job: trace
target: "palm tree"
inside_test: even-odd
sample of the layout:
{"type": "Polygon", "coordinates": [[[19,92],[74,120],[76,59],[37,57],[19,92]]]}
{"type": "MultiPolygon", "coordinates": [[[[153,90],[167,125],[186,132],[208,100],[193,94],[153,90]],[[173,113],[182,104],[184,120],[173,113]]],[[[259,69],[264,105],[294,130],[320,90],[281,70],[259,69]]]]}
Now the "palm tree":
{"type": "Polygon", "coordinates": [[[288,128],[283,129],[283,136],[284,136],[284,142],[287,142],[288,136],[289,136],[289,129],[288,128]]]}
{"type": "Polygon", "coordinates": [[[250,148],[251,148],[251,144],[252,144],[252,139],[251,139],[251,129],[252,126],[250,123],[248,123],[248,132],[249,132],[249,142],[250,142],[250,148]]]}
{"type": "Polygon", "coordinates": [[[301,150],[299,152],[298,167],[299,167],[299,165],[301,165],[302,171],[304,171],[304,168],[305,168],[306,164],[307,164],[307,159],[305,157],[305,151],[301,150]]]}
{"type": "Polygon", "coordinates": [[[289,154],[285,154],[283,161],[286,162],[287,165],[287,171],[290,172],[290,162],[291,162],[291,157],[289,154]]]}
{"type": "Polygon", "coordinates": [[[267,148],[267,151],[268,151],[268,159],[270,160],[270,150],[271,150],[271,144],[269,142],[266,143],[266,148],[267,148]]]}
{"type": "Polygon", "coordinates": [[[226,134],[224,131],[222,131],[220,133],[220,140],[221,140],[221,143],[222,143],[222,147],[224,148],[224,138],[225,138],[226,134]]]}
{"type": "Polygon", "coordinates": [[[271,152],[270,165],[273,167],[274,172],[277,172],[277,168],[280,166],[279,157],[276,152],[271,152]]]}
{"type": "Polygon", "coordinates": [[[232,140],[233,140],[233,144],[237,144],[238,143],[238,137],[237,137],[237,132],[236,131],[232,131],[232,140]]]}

★ ★ ★ ★

■ DESCRIPTION OF THE TASK: In full and without error, repeat the material above.

■ TASK ANSWER:
job: trace
target: "palm tree"
inside_test: even-odd
sample of the layout:
{"type": "Polygon", "coordinates": [[[19,92],[74,120],[76,59],[37,57],[19,92]]]}
{"type": "MultiPolygon", "coordinates": [[[[153,90],[167,125],[186,132],[208,100],[193,94],[153,90]],[[173,113],[182,104],[184,120],[173,113]]],[[[259,69],[264,105],[294,130],[320,90],[281,70],[259,69]]]]}
Now the "palm tree":
{"type": "Polygon", "coordinates": [[[288,128],[283,129],[283,136],[284,136],[284,142],[287,142],[288,136],[289,136],[289,129],[288,128]]]}
{"type": "Polygon", "coordinates": [[[250,148],[251,148],[251,144],[252,144],[252,139],[251,139],[251,129],[252,126],[250,123],[248,123],[248,132],[249,132],[249,142],[250,142],[250,148]]]}
{"type": "Polygon", "coordinates": [[[301,150],[299,152],[298,167],[299,167],[299,165],[301,165],[302,171],[304,171],[304,168],[305,168],[306,164],[307,164],[307,159],[305,157],[305,151],[301,150]]]}
{"type": "Polygon", "coordinates": [[[289,154],[285,154],[283,161],[286,162],[287,165],[287,171],[290,172],[290,162],[291,162],[291,157],[289,154]]]}
{"type": "Polygon", "coordinates": [[[267,148],[267,151],[268,151],[268,159],[270,160],[270,150],[271,150],[271,144],[269,142],[266,143],[266,148],[267,148]]]}
{"type": "Polygon", "coordinates": [[[226,134],[224,131],[222,131],[220,133],[220,140],[221,140],[221,143],[222,143],[222,147],[224,148],[224,138],[225,138],[226,134]]]}
{"type": "Polygon", "coordinates": [[[271,152],[270,165],[273,167],[274,172],[277,172],[277,168],[280,166],[279,157],[276,152],[271,152]]]}
{"type": "Polygon", "coordinates": [[[232,140],[233,140],[233,144],[237,144],[238,143],[238,137],[237,137],[237,132],[236,131],[232,131],[232,140]]]}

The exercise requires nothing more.